What is being asked:
Convert the lines below into a numbered list, leaving out any blank lines.
↓↓↓
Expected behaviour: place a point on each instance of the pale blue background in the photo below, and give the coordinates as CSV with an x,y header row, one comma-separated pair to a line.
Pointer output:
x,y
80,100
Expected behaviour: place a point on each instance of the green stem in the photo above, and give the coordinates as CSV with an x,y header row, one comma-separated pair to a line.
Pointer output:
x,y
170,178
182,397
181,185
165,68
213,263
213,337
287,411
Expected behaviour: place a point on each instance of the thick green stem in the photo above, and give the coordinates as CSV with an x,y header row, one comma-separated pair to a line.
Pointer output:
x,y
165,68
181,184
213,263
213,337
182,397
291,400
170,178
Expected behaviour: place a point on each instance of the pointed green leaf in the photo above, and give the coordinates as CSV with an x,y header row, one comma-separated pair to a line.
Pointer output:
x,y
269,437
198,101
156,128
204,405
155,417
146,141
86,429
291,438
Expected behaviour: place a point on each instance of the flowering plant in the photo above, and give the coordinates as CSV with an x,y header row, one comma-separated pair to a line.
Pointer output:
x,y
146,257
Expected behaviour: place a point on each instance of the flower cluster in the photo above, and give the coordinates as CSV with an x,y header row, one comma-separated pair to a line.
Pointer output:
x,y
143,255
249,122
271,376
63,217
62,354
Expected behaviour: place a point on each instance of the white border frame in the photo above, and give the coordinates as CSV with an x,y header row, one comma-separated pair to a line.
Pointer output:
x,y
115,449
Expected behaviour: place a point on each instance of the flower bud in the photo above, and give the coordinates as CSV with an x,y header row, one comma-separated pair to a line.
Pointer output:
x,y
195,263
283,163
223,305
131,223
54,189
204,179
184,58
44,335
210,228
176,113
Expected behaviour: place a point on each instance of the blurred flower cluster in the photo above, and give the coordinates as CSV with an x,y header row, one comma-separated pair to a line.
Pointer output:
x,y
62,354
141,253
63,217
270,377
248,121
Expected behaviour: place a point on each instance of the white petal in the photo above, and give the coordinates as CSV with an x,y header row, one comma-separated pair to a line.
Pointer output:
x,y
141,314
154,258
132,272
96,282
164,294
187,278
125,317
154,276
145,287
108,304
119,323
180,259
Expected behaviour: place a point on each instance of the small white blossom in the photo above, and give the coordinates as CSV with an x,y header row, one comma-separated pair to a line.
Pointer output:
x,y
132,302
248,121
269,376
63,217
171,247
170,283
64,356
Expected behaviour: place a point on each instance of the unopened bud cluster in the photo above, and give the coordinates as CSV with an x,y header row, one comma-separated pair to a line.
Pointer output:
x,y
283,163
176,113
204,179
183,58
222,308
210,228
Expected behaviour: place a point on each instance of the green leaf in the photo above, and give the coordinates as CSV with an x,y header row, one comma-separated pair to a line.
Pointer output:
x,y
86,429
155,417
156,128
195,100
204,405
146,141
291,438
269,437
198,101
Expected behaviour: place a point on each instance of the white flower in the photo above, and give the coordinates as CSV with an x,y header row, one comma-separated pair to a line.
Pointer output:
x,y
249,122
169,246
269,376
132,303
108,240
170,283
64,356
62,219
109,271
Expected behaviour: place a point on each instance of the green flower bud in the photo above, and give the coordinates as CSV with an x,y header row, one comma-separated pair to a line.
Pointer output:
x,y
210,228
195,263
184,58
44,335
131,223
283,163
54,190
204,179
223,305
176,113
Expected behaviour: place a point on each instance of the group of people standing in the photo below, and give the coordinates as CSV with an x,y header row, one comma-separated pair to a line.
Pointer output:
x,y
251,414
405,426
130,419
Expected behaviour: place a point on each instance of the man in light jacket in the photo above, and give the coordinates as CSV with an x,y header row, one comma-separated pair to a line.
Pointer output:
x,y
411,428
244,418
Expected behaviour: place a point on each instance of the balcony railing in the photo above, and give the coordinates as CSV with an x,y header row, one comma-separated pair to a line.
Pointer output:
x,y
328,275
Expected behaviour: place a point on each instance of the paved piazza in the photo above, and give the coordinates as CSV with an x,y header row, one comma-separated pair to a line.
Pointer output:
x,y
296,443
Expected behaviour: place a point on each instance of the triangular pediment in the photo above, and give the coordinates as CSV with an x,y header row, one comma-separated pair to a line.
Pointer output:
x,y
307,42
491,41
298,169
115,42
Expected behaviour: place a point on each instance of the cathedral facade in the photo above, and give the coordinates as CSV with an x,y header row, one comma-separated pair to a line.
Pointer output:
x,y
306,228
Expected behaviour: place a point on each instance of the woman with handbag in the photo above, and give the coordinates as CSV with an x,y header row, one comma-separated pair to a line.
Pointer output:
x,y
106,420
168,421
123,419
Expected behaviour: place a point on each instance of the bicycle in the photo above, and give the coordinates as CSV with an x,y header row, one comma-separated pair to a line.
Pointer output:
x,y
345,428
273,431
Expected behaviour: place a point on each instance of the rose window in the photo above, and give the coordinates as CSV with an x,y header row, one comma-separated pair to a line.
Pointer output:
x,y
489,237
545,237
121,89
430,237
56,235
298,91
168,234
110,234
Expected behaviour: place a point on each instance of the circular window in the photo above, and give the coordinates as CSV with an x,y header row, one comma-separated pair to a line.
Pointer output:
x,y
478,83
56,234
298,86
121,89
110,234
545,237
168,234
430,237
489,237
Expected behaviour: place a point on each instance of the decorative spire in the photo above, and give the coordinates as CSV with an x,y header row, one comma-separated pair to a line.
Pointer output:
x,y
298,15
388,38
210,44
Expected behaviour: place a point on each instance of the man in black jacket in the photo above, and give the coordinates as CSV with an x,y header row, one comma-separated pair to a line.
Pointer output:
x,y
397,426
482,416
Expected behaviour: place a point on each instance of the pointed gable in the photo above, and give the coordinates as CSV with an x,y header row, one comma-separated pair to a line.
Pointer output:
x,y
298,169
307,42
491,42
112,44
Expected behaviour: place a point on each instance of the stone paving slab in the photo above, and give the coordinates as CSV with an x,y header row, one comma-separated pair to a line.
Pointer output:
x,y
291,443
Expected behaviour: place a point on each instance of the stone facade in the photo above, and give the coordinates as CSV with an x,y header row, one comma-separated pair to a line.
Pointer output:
↑↑↑
Task solution:
1. Expected behaviour: place a point on each instance of the pale blue background in the photo below, and give the coordinates as CSV with an x,y header row, one comma-separated pair to a line.
2. Pointer output:
3. x,y
4. 80,100
5. Expected behaviour: place a point on each instance of the green stem in the photo above, and give the coordinates as CSV with an x,y header row, one comma-separated pair to a line.
6. Pointer output:
7. x,y
8. 170,178
9. 182,397
10. 181,185
11. 165,68
12. 213,263
13. 213,337
14. 287,411
15. Expected behaviour: place a point on each instance of the thick green stem in the photo above, and give the coordinates as CSV with an x,y header row, one comma-separated pair to a line.
16. Pointer output:
17. x,y
18. 165,68
19. 181,184
20. 213,263
21. 213,337
22. 182,397
23. 291,400
24. 170,178
25. Expected behaviour: place a point on each instance of the pointed green leaf in the photo above, and give the coordinates as CSV with an x,y header row, one comma-separated pair to a line.
26. Pointer output:
27. x,y
28. 269,437
29. 198,101
30. 156,128
31. 204,405
32. 155,417
33. 146,141
34. 86,429
35. 291,438
36. Expected behaviour: place a point on each instance of the flowering plant in the photo above, and give the coordinates as CSV with an x,y header row, one comma-separated pair to a line.
37. Pointer output:
38. x,y
39. 146,257
40. Expected behaviour: place a point on each instance of the flower cluster in the photo above, and give the coordinates as CSV with an x,y header row, one comma-separated pair to a line.
41. Pointer output:
42. x,y
43. 143,255
44. 249,122
45. 271,376
46. 63,217
47. 62,354
48. Expected behaviour: place a point on each instance of the white border frame in the photo above, and give the coordinates as CSV with an x,y header row, one comma-separated pair to a line.
49. Pointer output:
50. x,y
51. 115,449
52. Expected behaviour: place a point on each instance of the flower bud in the photo above, and give the coordinates as CSV with an x,y header row, one comma-separated pair to a line.
53. Pointer output:
54. x,y
55. 195,263
56. 283,163
57. 223,305
58. 131,223
59. 54,189
60. 204,179
61. 184,58
62. 44,335
63. 210,228
64. 176,113
65. Expected behaviour: place a point on each instance of the blurred flower cluster in the photo above, and give the coordinates as CSV with an x,y header row, one comma-separated pair to a line.
66. Pointer output:
67. x,y
68. 62,354
69. 141,253
70. 63,217
71. 270,377
72. 248,121
73. Expected behaviour: place a point on each instance of the white petal in the photo above, and give the coordinates as CSV with an x,y header row, one comma-separated pair to a line.
74. Pointer output:
75. x,y
76. 141,314
77. 154,258
78. 132,272
79. 96,282
80. 164,294
81. 187,278
82. 125,317
83. 154,276
84. 145,287
85. 108,304
86. 119,323
87. 180,259
88. Expected behaviour: place a point on each instance of the small white blossom in the photo above, and give the coordinates as CSV with an x,y header row, one comma-separated pair to a line.
89. Pointer output:
90. x,y
91. 132,302
92. 248,121
93. 269,376
94. 63,217
95. 171,247
96. 170,283
97. 64,356
98. Expected behaviour: place a point on each instance of the unopened bud cluster in the photo above, and give the coordinates as CSV with an x,y header row, one comma-separated pair to a line.
99. Pointer output:
100. x,y
101. 283,163
102. 176,113
103. 204,179
104. 183,58
105. 222,308
106. 210,228
107. Expected behaviour: place a point on each instance of the green leaf in the photo above, and give the coordinates as CSV with an x,y header row, one comma-separated pair to a line.
108. Pointer output:
109. x,y
110. 86,429
111. 155,417
112. 156,128
113. 195,100
114. 204,405
115. 146,141
116. 291,438
117. 269,437
118. 198,101
119. Expected behaviour: place a point on each instance of the white flower in the photo above, and give the coordinates as CSV with an x,y header row, one comma-separated pair to a line.
120. Pointer output:
121. x,y
122. 249,122
123. 169,246
124. 269,376
125. 132,303
126. 108,240
127. 170,283
128. 64,356
129. 62,219
130. 109,271
131. Expected behaviour: place a point on each instance of the green flower bud in the photo above, and give the coordinates as CSV with an x,y header row, one comma-separated pair to a line.
132. Pointer output:
133. x,y
134. 210,228
135. 195,263
136. 184,58
137. 44,335
138. 131,223
139. 283,163
140. 54,190
141. 204,179
142. 223,305
143. 176,113
144. Expected behaviour: place a point on each instance of the group of people standing in the photo below, and give the coordinates as CSV with an x,y header row, one comma-separated pair to a line.
145. Pointer output:
146. x,y
147. 251,414
148. 405,426
149. 130,419
150. Expected behaviour: place a point on each instance of the man in light jacket in the photo above, and give the coordinates as CSV with an x,y header row, one comma-separated pair to a line.
151. Pointer output:
152. x,y
153. 411,428
154. 244,418
155. Expected behaviour: place a point on each instance of the balcony railing in the photo above, and give the coordinates as CSV with an x,y header row, one comma-separated pair to a line.
156. Pointer output:
157. x,y
158. 328,275
159. Expected behaviour: place a point on each instance of the paved piazza in the photo above, and give the coordinates as CSV with an x,y header row, one comma-separated pair to a line.
160. Pointer output:
161. x,y
162. 296,443
163. Expected behaviour: place a point on each instance of the triangular pediment in the photo above, and give the coordinates as CSV with an x,y header row, one comma-separated pair to a line.
164. Pointer output:
165. x,y
166. 307,42
167. 491,41
168. 298,169
169. 115,42
170. Expected behaviour: place a point on each instance of the cathedral facade in the photo above, and give the coordinates as CSV with an x,y header row, one comma-separated pair to a line.
171. Pointer output:
172. x,y
173. 306,228
174. Expected behaviour: place a point on each instance of the woman with handbag in the photo above, and give the coordinates as CSV with an x,y header row, one comma-separated pair to a line.
175. Pointer output:
176. x,y
177. 106,420
178. 168,421
179. 123,419
180. Expected behaviour: place a point on each instance of the bicycle in the photo above, and give the coordinates as CSV with an x,y header row, one comma-separated pair to a line.
181. Pointer output:
182. x,y
183. 345,428
184. 273,431
185. Expected behaviour: place a point on each instance of the rose window in the photo above, and give the coordinates as CSV with an x,y header row, one comma-separated pair to a line.
186. Pointer output:
187. x,y
188. 489,237
189. 545,237
190. 121,89
191. 430,237
192. 56,235
193. 298,91
194. 168,234
195. 110,234
196. Expected behaviour: place a point on each instance of the circular window in the photo above, and give the coordinates as CSV with an x,y header row, one comma-separated pair to a line.
197. Pointer output:
198. x,y
199. 478,83
200. 56,234
201. 298,86
202. 121,89
203. 110,234
204. 545,237
205. 168,234
206. 430,237
207. 489,237
208. Expected behaviour: place a point on each instance of the decorative spire in the photo above, and give the coordinates as CSV with an x,y header row, one comma-separated pair to a line.
209. Pointer output:
210. x,y
211. 298,15
212. 388,38
213. 210,44
214. Expected behaviour: place a point on each instance of the man in black jacket in the photo above, and give the coordinates as CSV with an x,y header row, one comma-separated pair to a line.
215. Pointer output:
216. x,y
217. 397,426
218. 482,416
219. Expected behaviour: place a point on each instance of the pointed gable in the photo above, and give the coordinates as CSV with an x,y header row, one comma-separated pair to a line.
220. Pointer output:
221. x,y
222. 298,169
223. 307,42
224. 491,42
225. 112,44
226. Expected behaviour: place a point on each instance of the stone paving slab in the photo above, and give the coordinates as CSV with an x,y header row, one comma-separated pair to a line.
227. Pointer output:
228. x,y
229. 291,443
230. Expected behaviour: place a point on each instance of the stone facade in the photo above, and give the coordinates as CSV with an x,y header row, one comma-separated pair to a line.
231. Pointer output:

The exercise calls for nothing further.